Given task 1:
Answer these questions about the mining shorts post, one per line:
(a) Which two stocks does the writer currently find most interesting to short?
(b) What two factors determine a short's quality?
(c) Why did the writer cover the Metanor Resources short?
Given task 2:
Summarize the mining shorts post in two sentences.
Given task 3:
Write what comes next in the mining shorts post, picking up after its final sentence.

Mining Shorts Roundup

Here’s what I would looking at shorting among mining stocks.  Currently, the two stocks I am most interested in shorting are UUUU ($105M market cap) and NG ($1.08B market cap).

An explanation of my ranking system

The most important characteristics of a short are:

  1. Quality.
  2. Price.
  3. The borrow.
  4. A catalyst.

My tier rankings below only consider quality.  An example of the lowest-quality stock would be anything that shows up in your email system’s spam folder.  Pump and dump penny stocks promoted via email are generally complete scams.  They would be tier 1 shorts.  I almost never research such stocks because I could never figure out how to make money shorting them.

Price is obviously important.  Because stock prices fluctuate, I don’t want to tie my ranking system to price.  By the time you read this blog post, stock prices may have changed dramatically.

The situation with the borrow fluctuates so I also don’t tie my rankings to it.  Obviously you should come to your own conclusions as to what the cost of the borrow is, the margin impact, the chance of a future buy-in, availability of the borrow, etc. etc.

Most shorts don’t have clear-cut catalysts.  CMEDY/Q had a clear-cut catalyst (defaulted bonds pushing the company into bankruptcy).  Some of the crowded iron ore royalty shorts have clear catalysts as the royalty payments will terminate on a certain date.  In general, I rarely talk about catalysts because very few shorts have them.

What determines quality?

  1. The assets.
  2. Management.

A stock promoter like Robert Friedland will likely destroy shareholder value.  However, sometimes these stock promoters will stumble across a huge mineral discovery like Voisey’s Bay.  I would characterize most mining stocks as scams attached to real businesses.  While the part-time CEOs enrich themselves at shareholders’ expense, most of the time there is a real business involved.  You actually have to analyze that real business.

The lowest quality companies don’t have much of a real business involved.  Or, management intentionally allows value destruction to occur (e.g. build a highly uneconomic mine or to continue to mine unprofitably) because they are trying to mine investors.


Tier 1

Metanor Resources (previous writeup) – While I think that this stock will likely go to 0, I covered my short because I don’t like shorting companies with very low market caps.  The borrow is expensive (due to the way Interactive Brokers calculates the interest) and the short position sucks up a lot of margin because the share price is several pennies.

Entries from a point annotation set
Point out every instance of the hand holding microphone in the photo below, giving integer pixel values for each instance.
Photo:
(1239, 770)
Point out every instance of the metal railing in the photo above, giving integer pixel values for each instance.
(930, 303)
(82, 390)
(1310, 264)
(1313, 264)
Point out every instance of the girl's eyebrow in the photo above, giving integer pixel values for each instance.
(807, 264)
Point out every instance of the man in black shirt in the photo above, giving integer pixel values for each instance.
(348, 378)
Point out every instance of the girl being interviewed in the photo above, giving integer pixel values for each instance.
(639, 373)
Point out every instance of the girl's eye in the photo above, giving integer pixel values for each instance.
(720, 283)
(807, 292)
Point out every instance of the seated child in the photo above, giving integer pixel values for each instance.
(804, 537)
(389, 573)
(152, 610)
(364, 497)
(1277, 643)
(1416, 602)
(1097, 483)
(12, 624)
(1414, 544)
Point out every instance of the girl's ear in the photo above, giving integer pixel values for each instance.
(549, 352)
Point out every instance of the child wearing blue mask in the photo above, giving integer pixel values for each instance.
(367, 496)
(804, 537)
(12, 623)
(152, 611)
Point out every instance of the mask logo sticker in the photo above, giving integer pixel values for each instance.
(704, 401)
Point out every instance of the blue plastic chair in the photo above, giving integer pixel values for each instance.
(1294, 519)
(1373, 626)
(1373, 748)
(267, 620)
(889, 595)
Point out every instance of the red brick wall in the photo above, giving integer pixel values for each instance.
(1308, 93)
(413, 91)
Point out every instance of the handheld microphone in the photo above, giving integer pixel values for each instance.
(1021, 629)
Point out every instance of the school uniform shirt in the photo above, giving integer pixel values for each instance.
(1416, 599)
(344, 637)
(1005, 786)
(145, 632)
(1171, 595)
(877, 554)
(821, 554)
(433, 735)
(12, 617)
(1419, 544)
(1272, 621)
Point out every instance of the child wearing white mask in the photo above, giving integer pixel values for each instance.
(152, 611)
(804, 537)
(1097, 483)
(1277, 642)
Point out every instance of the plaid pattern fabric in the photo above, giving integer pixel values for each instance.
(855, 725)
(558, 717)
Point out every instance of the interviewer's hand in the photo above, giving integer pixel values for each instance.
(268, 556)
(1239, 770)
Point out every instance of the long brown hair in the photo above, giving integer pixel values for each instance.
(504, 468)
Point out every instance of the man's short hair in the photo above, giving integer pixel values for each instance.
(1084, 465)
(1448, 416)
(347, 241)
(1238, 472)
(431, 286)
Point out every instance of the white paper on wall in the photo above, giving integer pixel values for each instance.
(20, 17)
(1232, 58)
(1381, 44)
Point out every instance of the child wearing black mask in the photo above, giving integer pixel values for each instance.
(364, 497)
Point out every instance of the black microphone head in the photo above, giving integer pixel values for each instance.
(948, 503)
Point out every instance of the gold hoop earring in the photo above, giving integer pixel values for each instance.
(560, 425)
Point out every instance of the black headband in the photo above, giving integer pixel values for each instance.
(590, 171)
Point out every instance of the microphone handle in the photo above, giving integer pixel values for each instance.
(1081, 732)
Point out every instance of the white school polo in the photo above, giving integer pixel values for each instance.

Exercise output 1:
(a) UUUU and NG.
(b) The assets and management.
(c) Because the writer doesn't like shorting companies with very low market caps.

Exercise output 2:
The writer ranks mining shorts by quality alone, judged by assets and management, and leaves price, the borrow and catalysts out of the rankings because they fluctuate or are rarely present. Metanor Resources is placed in Tier 1, but the writer covered that short because of its very low market cap, expensive borrow and heavy margin use.

Exercise output 3:
Tier 2

LODE – Apparently somebody on VIC thinks that this stock is a good long.  In the last three quarters, loss from operations was $7.9M.  Even adding back $5.1M in depreciation and amortization, the adjusted loss would be $2.8M.  This looks like the kind of cash flow negative miner that I like to short.  I have nothing positive to say about this company’s management.

AMNL – $69M market cap stock traded on the OTC BB.  This is a science project company that is trying to develop a market for halloysite clay.  The company has not made a GAAP profit in a decade.

Because LODE and AMNL are beaten down stocks trading near 52-week lows, I am not that interested in shorting them.  I also do not like shorting OTC BB stocks (e.g. AMNL) and companies with less than $100M in market capitalization (e.g. AMNL, LODE).

NUS.TO – I’ve written about Nautilus Minerals briefly in Dec 2013.  Since then, the share price has roughly doubled while the borrow remains very expensive.  My opinion is that Nautilus’s science project (seafloor mining) will not be remotely economic.  It is likely that I will never short this company because the borrow is so expensive (the effective rate is over 40%).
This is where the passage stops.